== WHAT IS REQUIRED ==
Copy every one of the entries below word for word, leaving out the pictures.

== RECORDS PROVIDED ==
↓

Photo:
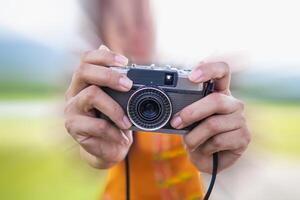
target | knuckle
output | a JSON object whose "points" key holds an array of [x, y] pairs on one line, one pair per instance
{"points": [[226, 68], [217, 142], [103, 125], [190, 143], [80, 71], [85, 55], [67, 94], [213, 124], [109, 74], [106, 55], [187, 115], [91, 92], [219, 100], [241, 104], [69, 124], [247, 137], [68, 107]]}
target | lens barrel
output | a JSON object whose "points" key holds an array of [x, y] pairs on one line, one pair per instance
{"points": [[149, 108]]}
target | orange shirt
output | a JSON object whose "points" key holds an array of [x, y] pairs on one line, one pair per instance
{"points": [[159, 169]]}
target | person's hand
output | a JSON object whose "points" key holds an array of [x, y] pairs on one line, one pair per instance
{"points": [[102, 143], [222, 126]]}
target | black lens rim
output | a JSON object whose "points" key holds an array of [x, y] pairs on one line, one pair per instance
{"points": [[154, 94], [141, 108]]}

↑

== COMPLETE RESPONSE ==
Photo:
target | knuckle
output | a JSON object whose "points" key holds an array of [x, y] pairs on one line, one pair per instance
{"points": [[226, 68], [217, 142], [103, 125], [190, 143], [80, 71], [85, 55], [67, 94], [213, 124], [109, 74], [106, 55], [187, 115], [91, 92], [219, 100], [241, 104], [69, 124], [247, 137], [68, 107]]}
target | lens barrel
output | a JSON object whose "points" key holds an array of [x, y] pairs on one line, one pair per instance
{"points": [[149, 108]]}
target | orange shirt
output | a JSON object whose "points" key holds an array of [x, y] pairs on one line, one pair per instance
{"points": [[159, 169]]}
target | person's hand
output | a JSON object whose "points" key holds an array of [x, y] pairs on one line, one pair per instance
{"points": [[102, 143], [222, 126]]}
target | black lens rim
output | a JSON object whose "points" key holds an array of [x, y] pairs on one line, one pair per instance
{"points": [[154, 94], [141, 108]]}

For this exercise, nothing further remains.